WHAT YOU HAVE TO DO
Would you transcribe the whole listing exactly, minus its pictures?

STUDY MATERIAL
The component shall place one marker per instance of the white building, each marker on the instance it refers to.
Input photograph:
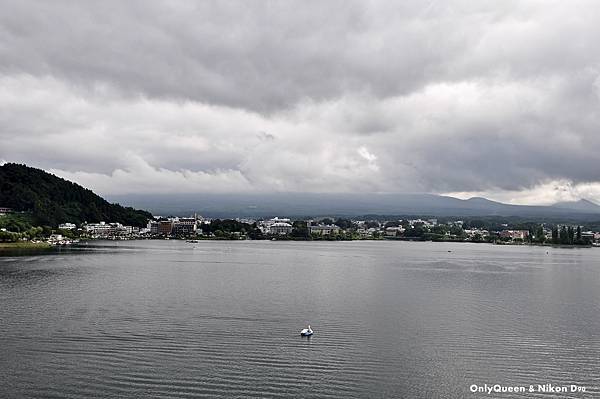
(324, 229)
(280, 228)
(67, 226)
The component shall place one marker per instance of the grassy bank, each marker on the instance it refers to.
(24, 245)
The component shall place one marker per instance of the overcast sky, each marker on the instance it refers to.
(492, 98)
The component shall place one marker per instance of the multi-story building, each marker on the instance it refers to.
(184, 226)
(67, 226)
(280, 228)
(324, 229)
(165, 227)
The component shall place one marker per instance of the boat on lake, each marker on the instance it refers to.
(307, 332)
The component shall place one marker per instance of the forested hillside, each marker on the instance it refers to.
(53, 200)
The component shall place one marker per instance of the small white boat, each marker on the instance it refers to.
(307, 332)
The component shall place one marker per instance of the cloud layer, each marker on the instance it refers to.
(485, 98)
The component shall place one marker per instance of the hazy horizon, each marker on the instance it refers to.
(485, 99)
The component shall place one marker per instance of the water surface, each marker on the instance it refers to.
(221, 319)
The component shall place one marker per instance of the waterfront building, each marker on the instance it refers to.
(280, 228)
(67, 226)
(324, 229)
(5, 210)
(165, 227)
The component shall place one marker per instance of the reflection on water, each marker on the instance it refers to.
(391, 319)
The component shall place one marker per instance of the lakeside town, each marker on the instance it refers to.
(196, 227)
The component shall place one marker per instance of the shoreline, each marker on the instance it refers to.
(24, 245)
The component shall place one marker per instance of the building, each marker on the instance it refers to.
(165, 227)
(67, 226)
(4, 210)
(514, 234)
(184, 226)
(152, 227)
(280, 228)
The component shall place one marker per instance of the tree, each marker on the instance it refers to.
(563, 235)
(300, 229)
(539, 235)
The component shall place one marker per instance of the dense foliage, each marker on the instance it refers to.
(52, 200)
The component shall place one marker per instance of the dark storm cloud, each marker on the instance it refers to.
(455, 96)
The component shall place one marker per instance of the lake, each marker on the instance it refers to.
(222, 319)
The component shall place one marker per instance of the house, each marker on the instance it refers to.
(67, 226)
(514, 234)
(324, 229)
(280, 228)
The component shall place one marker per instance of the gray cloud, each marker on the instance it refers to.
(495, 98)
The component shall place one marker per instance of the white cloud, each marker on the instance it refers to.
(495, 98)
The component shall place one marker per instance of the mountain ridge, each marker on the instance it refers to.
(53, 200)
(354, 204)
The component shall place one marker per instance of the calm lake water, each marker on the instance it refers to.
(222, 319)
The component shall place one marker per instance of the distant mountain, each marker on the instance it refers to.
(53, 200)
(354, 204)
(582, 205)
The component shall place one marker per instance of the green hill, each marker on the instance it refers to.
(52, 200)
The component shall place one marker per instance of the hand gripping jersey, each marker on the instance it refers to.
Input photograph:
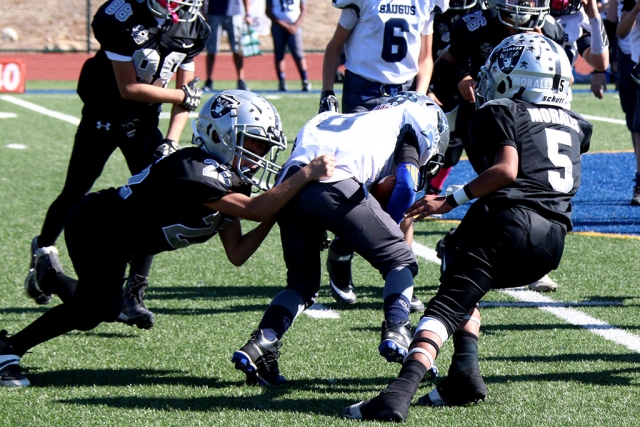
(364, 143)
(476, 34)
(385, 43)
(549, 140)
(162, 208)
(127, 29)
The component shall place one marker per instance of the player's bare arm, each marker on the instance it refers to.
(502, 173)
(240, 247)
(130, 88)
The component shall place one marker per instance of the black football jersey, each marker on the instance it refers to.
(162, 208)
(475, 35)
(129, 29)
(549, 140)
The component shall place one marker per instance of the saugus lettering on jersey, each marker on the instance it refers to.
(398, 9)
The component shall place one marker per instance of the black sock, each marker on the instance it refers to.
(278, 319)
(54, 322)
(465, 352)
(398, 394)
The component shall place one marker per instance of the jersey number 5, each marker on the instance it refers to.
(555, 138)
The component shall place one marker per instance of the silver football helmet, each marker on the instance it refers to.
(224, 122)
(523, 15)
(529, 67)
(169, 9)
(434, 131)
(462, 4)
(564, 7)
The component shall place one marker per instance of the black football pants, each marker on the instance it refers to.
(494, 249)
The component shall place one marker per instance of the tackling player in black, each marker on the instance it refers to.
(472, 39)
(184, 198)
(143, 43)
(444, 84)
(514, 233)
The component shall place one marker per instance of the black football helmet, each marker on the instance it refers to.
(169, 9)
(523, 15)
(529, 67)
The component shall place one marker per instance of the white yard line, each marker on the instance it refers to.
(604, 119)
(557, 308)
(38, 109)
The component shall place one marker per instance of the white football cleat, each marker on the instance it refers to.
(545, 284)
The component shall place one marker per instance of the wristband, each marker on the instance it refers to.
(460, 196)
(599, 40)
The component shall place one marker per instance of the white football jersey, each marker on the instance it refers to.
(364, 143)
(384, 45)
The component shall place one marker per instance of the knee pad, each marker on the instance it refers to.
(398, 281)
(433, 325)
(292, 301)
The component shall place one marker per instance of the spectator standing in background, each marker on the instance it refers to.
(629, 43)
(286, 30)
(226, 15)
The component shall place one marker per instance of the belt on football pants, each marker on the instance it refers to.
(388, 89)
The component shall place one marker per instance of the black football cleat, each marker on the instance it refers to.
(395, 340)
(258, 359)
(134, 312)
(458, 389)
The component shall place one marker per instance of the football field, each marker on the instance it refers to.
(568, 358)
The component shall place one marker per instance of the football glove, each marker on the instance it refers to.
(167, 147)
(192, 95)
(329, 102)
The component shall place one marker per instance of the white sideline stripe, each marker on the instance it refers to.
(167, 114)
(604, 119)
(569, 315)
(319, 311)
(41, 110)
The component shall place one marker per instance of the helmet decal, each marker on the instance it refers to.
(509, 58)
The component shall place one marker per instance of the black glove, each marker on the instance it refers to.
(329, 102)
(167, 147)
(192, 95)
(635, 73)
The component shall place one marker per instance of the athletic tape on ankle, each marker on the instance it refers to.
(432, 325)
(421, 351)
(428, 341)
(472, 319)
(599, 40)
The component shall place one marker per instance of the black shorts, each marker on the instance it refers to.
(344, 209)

FINAL ANSWER
The component shall place one marker per instance of the white building, each marker on the instance it refers to.
Input photograph:
(324, 229)
(280, 228)
(67, 226)
The component shall place one marker per instance of the grassy bank, each marker on the instance it refers to.
(24, 245)
The component shall place one marker per instance of the overcast sky, each marker on the instance it refers to.
(492, 98)
The component shall place one marker per instance of the multi-story building, each marker on the instance it refers to.
(184, 226)
(67, 226)
(280, 228)
(324, 229)
(165, 227)
The component shall place one marker per instance of the boat on lake, each marker on the instance it refers to.
(307, 332)
The component shall place one marker per instance of the forested hillside, each marker on the instance it refers to.
(53, 200)
The component shall place one marker per instance of the small white boat, each marker on the instance it refers to.
(307, 332)
The component shall place one marker per instance of the cloud layer, each marker on the instance it refers to.
(485, 98)
The component shall place one marker per instance of the hazy horizon, each marker on the instance it refers to.
(485, 99)
The component shall place one marker per instance of the water surface, each marker on the instance it refers to.
(221, 319)
The component shall place one marker per instance of the waterfront building, each marker on the instance it refers to.
(280, 228)
(67, 226)
(324, 229)
(5, 210)
(165, 227)
The component shall place one marker per instance of the reflection on water, each marker on the instance it refers to.
(391, 319)
The component shall place one marker per instance of the lakeside town, each marker on the instance it refers to.
(196, 227)
The component shall place one marker per instance of the shoreline, each marker on the instance it refers to.
(24, 245)
The component shall place one marker per instance of the building, each marker on the instance it refers to.
(165, 227)
(67, 226)
(4, 210)
(514, 234)
(184, 226)
(152, 227)
(280, 228)
The component shall place one marker per instance of the tree, each marker on the instance it refers to.
(563, 235)
(300, 229)
(539, 235)
The component shall place one marker per instance of the dense foliage, each marker on the instance it refers to.
(52, 200)
The component shall place one marker per instance of the dark storm cloud, each marker on the instance it refers to.
(455, 96)
The component shall place one marker per instance of the lake, each marker on the instance it refers to.
(222, 319)
The component shall place one marker per instance of the house, each marker on the instance it refers to.
(67, 226)
(514, 234)
(324, 229)
(280, 228)
The component shall place one marker per instance of the gray cloud, each marker on the instance it refers to.
(495, 98)
The component shall place one marker per instance of the white cloud, each marker on the instance it refers to.
(495, 98)
The component shall place one marker per instance of the mountain ridge, each marker on the instance it refers to.
(53, 200)
(354, 204)
The component shall place one marker per instance of the calm lake water, each marker on the instance it refers to.
(222, 319)
The component shall place one marker per instance of the distant mountain, each marker on the instance it refers to.
(53, 200)
(354, 204)
(582, 205)
The component shall place one marker per instance of the green hill, each marker on the instance it refers to.
(52, 200)
The component shall place one marker per instance of the hand gripping jersey, each marker on the instance it refers to.
Input photograph:
(364, 143)
(476, 34)
(385, 43)
(549, 140)
(162, 208)
(127, 29)
The component shall place one marker per instance of the player's bare arm, each marker on the instance it refers to.
(502, 173)
(240, 247)
(130, 88)
The component shall place one marker per instance of the black football jersey, each marker on the instance it refers to.
(162, 208)
(475, 35)
(129, 29)
(549, 140)
The component shall place one marker per instance of the saugus lettering on jersey, each marker on the instance it refers to.
(398, 9)
The component shall place one marker per instance of the black sock, each marker on the instance it refers to.
(278, 319)
(54, 322)
(465, 352)
(398, 394)
The component shall place one marker per instance of the jersey number 5, each marker on the instance it refers to.
(555, 138)
The component shall place one marker per instance of the silver football helmet, each marker on the instance it refers to.
(224, 122)
(523, 15)
(529, 67)
(169, 9)
(434, 131)
(462, 4)
(564, 7)
The component shall place one marker per instance of the black football pants, each marker on the instance it refers to.
(494, 249)
The component shall place one marker per instance of the tackling player in black, each marker on the instance it refers to.
(472, 39)
(184, 198)
(143, 43)
(444, 84)
(514, 233)
The component shall place one marker per instance of the black football helmet, each marker on the instance it refers to.
(169, 9)
(523, 15)
(529, 67)
The component shall place one marker per instance of the white yard line, each marker on the instance it refers to.
(604, 119)
(557, 308)
(38, 109)
The component shall place one marker per instance of the white football cleat, each marker on the instance it refers to.
(545, 284)
The component shall place one marker per instance of the wristband, each marker on the instance it refers to.
(460, 196)
(599, 40)
The component shall place one marker per instance of the white football jersey, each marker on the instance it refers to.
(364, 143)
(384, 45)
The component shall place one marker per instance of the knee pad, each marker on the instance it refers to.
(398, 281)
(433, 325)
(292, 301)
The component shall place one marker per instance of the spectator standing in background, each marker on the instance it refers to.
(629, 43)
(286, 30)
(226, 15)
The component shall place one marker per instance of the belt on football pants, each marker on the instance it refers to.
(388, 89)
The component shall place one marker per instance of the black football cleat, each marker on the instance it refers to.
(395, 340)
(258, 359)
(134, 312)
(458, 389)
The component shall place one marker per instance of the football field, each marker on the instance it refers to.
(568, 358)
The component shall place one marker per instance of the football glove, each marker on the instance it refers to.
(167, 147)
(192, 95)
(329, 102)
The component shall place one marker per instance of the white sideline stripe, each marker on the instance it refers to.
(167, 114)
(604, 119)
(569, 315)
(319, 311)
(41, 110)
The component shall place one marker per instance of the helmet decal, each marker on the instance it refers to.
(509, 58)
The component shall place one marker per instance of the black glove, each marker on the instance it refers to.
(329, 102)
(167, 147)
(192, 95)
(635, 73)
The component shall place one marker per instance of the athletic tape on ankle, each marker on the instance it refers to.
(432, 325)
(421, 351)
(428, 341)
(472, 319)
(599, 40)
The component shall place one marker per instance of the black shorts, each marker on the instance it refers to.
(344, 209)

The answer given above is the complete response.